O Brasil da abundância
Somos o país da abundância não só de recursos naturais, mas de algo muito mais difícil de quantificar: imaginação e tecnologias sociais

Olá! Meu nome é M.M. Izidoro e a partir de hoje vou ocupar esse espaço aqui na Fast Company Brasil para dividir com vocês algumas reflexões sobre tecnologia, cultura e principalmente sobre o papel do Brasil nisso tudo e como a gente pode repensar nosso papel no mundo.
Sou chefe de estratégia narrativa na Semente e vice-presidente de culturas brasileiras na diana. Dois cargos que tenho muito orgulho de carregar comigo, pois me fazem viver, ver e pensar esse grande país de forma imersiva e intensa.
Por isso espero que esse seja um lugar onde a gente possa questionar o óbvio, celebrar nossas potências e que inovação não é só sobre código e startups, mas sobre recriar as histórias que contamos sobre nós mesmos e os laços que fazemos com aqueles a nossa volta. Coisas que esse país me ensina todos os dias.
Para essa primeira coluna já quero começar com uma provocação: o Brasil é o país da escassez ou da abundância?

※ ※ ※

• [Tarefas]
A - Resuma em duas frases a coluna sobre o Brasil da abundância.
B - Dê sequência à coluna sobre o Brasil da abundância a partir do ponto em que ela para.
A listagem a seguir não é necessária aqui.

• [Listagem]
※ ※ ※

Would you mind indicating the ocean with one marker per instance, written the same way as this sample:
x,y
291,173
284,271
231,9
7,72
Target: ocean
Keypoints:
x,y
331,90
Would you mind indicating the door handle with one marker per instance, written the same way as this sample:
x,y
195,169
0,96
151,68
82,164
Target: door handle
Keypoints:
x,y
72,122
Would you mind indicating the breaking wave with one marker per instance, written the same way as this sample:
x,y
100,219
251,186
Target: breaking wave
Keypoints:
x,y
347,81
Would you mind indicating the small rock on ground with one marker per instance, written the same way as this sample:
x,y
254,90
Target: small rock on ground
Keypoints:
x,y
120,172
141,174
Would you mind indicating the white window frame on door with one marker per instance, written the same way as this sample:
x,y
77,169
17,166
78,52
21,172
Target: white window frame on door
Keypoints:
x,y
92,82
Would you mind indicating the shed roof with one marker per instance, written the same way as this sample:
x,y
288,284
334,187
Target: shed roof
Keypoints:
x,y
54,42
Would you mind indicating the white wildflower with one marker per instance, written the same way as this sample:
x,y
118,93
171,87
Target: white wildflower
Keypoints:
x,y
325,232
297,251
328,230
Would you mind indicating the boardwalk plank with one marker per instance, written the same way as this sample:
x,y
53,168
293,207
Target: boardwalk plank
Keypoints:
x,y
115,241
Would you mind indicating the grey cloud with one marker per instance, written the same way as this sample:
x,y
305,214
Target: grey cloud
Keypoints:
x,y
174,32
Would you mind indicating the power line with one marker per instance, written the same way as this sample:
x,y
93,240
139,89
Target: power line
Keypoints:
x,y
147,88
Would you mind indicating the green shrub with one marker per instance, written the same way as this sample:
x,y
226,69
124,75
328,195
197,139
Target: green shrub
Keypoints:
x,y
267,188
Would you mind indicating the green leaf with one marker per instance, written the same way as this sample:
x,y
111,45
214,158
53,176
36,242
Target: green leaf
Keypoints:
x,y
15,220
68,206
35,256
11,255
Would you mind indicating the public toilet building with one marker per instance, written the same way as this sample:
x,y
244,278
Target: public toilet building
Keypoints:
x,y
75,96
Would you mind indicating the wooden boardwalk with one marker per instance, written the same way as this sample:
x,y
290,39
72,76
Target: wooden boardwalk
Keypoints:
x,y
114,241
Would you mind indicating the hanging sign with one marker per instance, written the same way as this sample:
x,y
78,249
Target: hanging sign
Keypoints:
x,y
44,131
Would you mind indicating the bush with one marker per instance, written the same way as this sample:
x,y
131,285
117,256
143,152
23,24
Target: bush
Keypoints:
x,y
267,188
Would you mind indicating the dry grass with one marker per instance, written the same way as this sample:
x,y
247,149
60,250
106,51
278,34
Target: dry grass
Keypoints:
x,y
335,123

※ ※ ※

• [Respostas]
A - M.M. Izidoro se apresenta como chefe de estratégia narrativa na Semente e vice-presidente de culturas brasileiras na diana e anuncia que vai usar o espaço na Fast Company Brasil para refletir sobre tecnologia, cultura e o papel do Brasil no mundo. Na primeira coluna, parte de uma provocação: o Brasil é o país da escassez ou da abundância?

B -
Vi essa pergunta sendo feita em um evento recentemente e pensei nas diversas vezes que ouvi alguma variação dela, sempre com a mesma resposta: escassez. Falta infraestrutura, falta educação de qualidade, falta previsibilidade econômica. Uma lista enorme que para muitos é o que faz a gente criar as ferramentas que criamos para sobreviver, o tal "jeitinho brasileiro".
Mas espera um pouco. Como pode ser o país da escassez uma terra que durante séculos foi saqueada justamente pela sua abundância? Ouro, pau-brasil, café, açúcar, minério de ferro. Um país que exporta tanto executivo para liderar algumas das maiores multinacionais do planeta. Gigante em capital social e excelência.
Acredito que a gente só é visto como escasso porque não temos o que eles esperam que tenhamos e o que eles esperam é sempre a própria imagem deles refletida de volta.
a gente aqui sabe que riqueza de verdade está na conexão, na vivência, no que não se quantifica mas se sente no peito.
A verdade que ninguém quer admitir é que o Brasil é o país da abundância. Não só de recursos naturais, mas de algo muito mais poderoso e difícil de quantificar em em relatórios no final do trimestre: imaginação e tecnologias sociais.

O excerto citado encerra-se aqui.